(Collected data)
------------------------------

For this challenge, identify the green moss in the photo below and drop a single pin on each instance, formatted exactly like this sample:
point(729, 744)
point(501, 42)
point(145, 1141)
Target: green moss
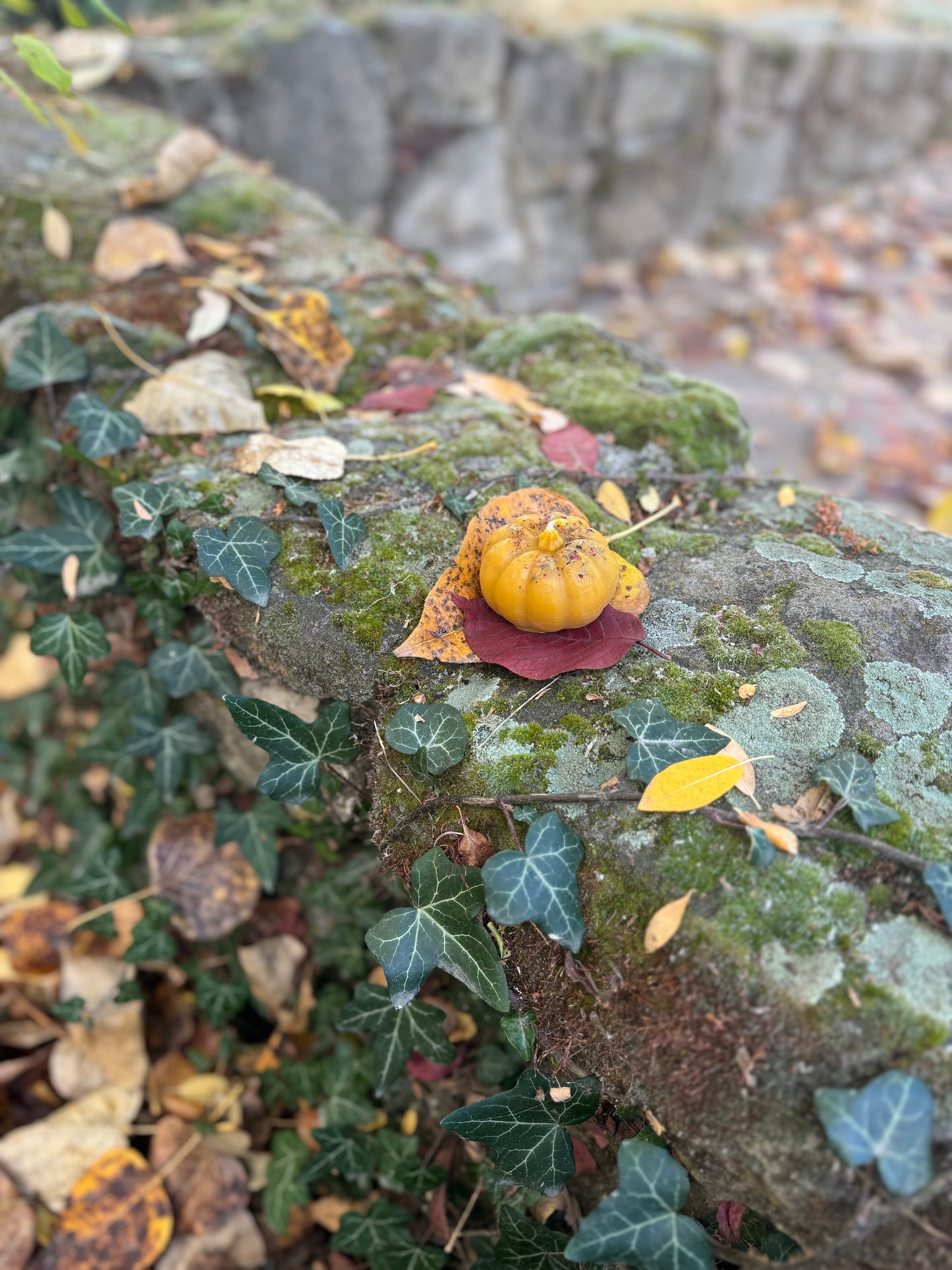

------------------------------

*Exercise aim*.
Reproduce the data above with every occurrence of "green moss" replaced by "moss patch" and everything else unchanged, omitting the pictures.

*Answer to this task*.
For this challenge, identify the moss patch in the photo below and drop a single pin on each instance, formatted exactly like this sample:
point(729, 744)
point(501, 42)
point(145, 1141)
Target: moss patch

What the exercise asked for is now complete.